** Provided data **
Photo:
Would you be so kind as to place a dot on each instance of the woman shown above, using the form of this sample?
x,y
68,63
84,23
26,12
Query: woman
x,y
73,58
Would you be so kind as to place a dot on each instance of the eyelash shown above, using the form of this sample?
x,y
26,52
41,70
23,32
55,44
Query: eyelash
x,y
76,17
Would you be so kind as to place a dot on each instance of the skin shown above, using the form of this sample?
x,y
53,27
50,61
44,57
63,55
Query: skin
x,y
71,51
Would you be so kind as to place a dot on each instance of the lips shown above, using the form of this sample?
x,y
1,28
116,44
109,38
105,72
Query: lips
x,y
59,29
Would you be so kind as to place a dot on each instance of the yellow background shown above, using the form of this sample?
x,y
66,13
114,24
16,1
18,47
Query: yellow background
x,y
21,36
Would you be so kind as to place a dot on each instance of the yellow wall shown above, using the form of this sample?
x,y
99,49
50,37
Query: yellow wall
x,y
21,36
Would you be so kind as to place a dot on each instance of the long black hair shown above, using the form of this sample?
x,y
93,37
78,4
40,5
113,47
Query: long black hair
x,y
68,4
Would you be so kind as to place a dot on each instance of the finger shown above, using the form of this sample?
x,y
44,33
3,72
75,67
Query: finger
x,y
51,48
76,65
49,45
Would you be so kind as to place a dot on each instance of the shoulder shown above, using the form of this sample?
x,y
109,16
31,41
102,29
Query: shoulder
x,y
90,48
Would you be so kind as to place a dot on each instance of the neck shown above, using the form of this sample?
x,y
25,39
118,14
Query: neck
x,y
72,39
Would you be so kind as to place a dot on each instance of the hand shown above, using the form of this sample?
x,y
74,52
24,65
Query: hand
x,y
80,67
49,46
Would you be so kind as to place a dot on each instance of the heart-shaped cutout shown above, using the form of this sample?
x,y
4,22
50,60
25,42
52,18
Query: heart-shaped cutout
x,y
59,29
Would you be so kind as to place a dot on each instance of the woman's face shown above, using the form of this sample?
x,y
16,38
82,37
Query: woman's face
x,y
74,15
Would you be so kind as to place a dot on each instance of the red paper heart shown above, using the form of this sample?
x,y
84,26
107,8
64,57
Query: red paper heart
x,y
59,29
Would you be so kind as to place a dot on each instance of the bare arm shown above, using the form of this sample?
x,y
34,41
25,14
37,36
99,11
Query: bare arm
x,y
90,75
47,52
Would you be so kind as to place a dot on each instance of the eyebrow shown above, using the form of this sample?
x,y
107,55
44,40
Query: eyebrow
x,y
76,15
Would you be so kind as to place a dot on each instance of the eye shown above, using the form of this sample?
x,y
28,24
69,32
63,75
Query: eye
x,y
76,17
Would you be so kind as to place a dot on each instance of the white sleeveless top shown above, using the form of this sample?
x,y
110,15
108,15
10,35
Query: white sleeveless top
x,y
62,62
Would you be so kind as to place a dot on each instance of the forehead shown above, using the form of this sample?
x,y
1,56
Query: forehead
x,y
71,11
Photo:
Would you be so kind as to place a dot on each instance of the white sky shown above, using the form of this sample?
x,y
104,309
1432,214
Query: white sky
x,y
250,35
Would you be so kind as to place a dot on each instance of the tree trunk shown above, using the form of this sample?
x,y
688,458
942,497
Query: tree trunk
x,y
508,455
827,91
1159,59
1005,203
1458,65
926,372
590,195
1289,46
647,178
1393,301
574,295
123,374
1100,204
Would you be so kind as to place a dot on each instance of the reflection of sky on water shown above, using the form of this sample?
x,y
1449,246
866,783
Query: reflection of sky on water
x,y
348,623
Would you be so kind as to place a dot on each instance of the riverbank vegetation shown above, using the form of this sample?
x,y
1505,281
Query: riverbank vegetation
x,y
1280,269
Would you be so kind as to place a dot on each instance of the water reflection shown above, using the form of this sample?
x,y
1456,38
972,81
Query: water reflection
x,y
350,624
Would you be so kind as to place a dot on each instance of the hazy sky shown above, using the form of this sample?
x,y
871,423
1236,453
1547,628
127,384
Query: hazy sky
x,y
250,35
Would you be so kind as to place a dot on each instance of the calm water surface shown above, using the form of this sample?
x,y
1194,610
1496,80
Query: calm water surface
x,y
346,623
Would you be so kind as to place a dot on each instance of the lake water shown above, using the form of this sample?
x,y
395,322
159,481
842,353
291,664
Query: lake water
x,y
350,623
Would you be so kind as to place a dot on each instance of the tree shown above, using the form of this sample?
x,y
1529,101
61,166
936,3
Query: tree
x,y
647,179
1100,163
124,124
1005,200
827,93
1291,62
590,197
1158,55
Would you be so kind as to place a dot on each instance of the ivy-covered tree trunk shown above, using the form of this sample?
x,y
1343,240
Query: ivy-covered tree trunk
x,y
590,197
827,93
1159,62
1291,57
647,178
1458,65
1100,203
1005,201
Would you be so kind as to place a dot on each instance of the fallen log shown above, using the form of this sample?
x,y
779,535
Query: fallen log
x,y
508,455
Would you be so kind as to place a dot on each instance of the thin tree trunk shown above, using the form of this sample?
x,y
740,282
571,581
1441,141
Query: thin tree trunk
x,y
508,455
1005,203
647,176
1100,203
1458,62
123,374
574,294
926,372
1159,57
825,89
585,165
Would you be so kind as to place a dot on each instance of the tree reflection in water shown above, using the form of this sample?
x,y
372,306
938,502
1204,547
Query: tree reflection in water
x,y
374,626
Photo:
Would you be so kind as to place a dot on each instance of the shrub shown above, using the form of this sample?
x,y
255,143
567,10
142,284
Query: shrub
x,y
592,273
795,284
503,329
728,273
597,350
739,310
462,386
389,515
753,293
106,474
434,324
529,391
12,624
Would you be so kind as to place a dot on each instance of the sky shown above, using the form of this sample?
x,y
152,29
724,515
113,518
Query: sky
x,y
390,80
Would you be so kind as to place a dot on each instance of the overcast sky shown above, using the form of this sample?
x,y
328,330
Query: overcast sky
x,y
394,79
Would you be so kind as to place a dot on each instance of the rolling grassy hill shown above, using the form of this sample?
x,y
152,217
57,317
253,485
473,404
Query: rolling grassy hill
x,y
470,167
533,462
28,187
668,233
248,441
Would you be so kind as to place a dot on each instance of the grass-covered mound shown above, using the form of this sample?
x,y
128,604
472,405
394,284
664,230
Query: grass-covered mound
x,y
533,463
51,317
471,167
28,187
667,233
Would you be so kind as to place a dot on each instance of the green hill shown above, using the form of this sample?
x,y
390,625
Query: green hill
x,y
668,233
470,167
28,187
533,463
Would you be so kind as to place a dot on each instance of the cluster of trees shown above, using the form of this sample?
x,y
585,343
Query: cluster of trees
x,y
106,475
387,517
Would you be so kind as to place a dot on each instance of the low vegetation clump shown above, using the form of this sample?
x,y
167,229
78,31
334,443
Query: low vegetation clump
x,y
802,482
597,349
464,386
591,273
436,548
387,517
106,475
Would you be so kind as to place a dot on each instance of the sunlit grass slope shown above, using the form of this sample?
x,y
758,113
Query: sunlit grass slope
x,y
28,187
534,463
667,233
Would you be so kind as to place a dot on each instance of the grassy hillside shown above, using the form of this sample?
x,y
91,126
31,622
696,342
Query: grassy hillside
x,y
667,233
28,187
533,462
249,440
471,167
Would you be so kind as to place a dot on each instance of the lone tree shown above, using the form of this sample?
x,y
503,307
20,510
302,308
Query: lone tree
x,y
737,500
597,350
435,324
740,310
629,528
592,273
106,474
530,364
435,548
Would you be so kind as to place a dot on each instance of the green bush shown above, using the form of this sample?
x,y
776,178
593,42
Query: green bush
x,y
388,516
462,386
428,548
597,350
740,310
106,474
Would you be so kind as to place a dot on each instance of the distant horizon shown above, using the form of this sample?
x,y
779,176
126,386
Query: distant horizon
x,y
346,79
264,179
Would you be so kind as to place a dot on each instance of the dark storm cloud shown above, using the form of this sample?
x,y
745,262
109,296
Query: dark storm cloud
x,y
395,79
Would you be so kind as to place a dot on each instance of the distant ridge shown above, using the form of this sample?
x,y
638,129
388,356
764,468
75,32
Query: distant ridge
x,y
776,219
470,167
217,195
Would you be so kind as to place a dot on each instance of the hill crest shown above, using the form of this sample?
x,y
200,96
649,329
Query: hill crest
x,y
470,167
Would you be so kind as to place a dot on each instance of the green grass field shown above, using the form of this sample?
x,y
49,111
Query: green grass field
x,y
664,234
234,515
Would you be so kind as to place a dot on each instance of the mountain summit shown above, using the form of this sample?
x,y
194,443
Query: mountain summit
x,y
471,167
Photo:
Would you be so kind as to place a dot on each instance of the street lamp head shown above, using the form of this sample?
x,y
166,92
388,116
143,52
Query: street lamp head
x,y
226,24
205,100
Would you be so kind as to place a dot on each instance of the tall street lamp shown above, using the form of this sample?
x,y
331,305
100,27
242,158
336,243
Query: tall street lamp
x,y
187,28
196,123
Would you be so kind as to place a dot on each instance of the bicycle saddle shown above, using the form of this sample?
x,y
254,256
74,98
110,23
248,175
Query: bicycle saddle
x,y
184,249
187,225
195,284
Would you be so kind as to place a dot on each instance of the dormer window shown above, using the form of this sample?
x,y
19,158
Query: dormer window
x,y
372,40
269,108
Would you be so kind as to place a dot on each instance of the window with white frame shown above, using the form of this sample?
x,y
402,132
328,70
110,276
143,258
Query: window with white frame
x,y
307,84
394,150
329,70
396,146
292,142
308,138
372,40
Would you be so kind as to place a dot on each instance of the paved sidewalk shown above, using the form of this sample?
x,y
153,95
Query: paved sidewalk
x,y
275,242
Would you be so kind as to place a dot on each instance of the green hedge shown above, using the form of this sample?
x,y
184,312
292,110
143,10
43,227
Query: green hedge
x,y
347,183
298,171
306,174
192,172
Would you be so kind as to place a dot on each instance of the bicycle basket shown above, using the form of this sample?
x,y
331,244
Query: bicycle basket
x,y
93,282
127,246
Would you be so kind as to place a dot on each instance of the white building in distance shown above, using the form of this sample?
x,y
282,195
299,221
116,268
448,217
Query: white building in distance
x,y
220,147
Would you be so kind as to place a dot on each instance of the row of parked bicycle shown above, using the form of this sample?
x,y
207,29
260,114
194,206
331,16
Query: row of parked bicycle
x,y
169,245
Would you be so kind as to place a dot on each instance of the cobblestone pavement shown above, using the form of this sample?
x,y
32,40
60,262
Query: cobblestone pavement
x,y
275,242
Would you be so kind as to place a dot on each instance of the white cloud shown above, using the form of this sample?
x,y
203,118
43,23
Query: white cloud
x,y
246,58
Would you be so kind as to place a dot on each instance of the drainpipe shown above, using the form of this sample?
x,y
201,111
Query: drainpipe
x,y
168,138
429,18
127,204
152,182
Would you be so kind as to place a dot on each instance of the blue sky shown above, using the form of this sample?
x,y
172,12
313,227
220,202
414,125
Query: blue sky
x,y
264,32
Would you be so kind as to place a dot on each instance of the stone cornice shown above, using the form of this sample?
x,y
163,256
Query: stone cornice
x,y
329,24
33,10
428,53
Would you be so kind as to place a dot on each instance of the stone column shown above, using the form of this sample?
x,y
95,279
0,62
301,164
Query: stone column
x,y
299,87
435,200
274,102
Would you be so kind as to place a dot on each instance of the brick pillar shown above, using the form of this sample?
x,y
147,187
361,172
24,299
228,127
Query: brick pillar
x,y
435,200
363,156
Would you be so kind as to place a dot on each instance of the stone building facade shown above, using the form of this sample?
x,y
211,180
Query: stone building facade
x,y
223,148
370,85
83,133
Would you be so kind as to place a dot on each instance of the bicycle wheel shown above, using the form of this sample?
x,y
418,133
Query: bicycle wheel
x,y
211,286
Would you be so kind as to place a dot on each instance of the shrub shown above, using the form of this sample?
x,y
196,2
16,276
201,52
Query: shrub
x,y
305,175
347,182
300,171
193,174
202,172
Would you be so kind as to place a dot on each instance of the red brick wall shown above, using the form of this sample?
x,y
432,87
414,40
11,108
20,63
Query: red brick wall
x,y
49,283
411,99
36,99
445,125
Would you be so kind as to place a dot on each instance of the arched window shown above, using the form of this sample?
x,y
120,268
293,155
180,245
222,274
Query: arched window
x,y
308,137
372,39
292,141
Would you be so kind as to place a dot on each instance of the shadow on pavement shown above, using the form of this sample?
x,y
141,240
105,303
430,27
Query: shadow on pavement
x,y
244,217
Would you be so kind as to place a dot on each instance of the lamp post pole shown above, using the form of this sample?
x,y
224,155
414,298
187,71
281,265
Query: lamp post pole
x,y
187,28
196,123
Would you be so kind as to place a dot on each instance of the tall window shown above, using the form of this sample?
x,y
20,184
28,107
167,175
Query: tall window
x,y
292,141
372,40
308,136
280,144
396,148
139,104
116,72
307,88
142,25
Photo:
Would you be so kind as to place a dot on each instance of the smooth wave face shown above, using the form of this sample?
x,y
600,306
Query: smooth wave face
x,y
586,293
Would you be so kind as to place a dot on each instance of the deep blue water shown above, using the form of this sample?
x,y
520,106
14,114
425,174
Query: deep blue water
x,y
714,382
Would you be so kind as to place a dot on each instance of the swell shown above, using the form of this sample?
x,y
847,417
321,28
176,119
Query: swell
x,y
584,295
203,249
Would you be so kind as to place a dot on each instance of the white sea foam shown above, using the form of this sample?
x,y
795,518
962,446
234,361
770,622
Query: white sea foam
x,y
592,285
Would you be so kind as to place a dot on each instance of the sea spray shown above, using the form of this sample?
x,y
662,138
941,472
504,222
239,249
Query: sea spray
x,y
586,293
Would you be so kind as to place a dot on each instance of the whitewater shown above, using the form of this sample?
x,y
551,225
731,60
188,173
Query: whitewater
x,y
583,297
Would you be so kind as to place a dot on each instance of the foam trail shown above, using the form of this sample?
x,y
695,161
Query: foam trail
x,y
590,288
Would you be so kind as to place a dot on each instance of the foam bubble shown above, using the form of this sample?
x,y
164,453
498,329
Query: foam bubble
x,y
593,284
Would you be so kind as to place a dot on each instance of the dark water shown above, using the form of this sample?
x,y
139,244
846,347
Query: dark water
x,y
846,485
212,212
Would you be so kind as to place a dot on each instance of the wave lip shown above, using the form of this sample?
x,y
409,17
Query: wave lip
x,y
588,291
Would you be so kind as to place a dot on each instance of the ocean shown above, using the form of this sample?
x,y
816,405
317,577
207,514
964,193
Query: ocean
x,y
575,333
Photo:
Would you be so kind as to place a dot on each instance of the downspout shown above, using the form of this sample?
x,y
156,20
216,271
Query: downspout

** Task prompt **
Each line in the listing above that includes "downspout" is to be copied.

** Task output **
Would you be so kind as to place a dot on each instance of the downspout shown above, using the form of this sample?
Query: downspout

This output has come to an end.